INPUT MATERIAL.
=======
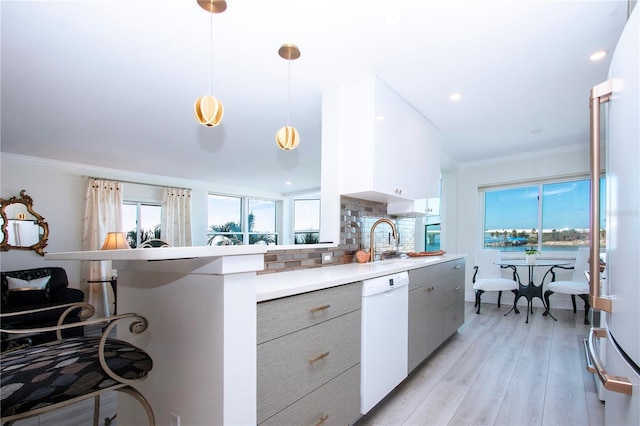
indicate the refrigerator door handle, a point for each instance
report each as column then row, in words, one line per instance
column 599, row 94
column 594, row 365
=======
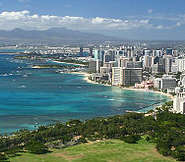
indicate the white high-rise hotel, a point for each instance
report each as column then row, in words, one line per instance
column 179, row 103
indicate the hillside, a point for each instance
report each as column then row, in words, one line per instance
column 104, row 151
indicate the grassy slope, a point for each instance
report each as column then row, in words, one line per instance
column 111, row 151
=======
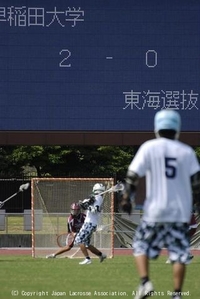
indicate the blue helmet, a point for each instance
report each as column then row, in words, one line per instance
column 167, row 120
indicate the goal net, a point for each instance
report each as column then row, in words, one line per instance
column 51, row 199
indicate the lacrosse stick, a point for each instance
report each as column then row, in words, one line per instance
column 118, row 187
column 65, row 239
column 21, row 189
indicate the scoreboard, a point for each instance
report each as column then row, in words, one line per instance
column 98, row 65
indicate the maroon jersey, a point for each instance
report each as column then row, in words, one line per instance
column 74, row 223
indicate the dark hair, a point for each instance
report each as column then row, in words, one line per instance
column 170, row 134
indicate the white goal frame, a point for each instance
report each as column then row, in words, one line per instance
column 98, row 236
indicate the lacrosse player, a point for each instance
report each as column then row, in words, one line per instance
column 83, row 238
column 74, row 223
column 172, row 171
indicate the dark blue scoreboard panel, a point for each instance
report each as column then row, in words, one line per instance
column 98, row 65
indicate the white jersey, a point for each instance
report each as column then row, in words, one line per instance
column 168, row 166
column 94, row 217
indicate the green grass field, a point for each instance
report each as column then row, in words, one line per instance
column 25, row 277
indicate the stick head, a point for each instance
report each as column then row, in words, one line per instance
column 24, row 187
=======
GIVEN TASK.
Reproduce word for word the portion of the lines above that begins with the line containing "indicate the stick" and ends with the line containing "column 24, row 187", including both of those lines.

FINISHED EXERCISE.
indicate the stick head, a point for each instance
report each as column then row, in words, one line per instance
column 24, row 187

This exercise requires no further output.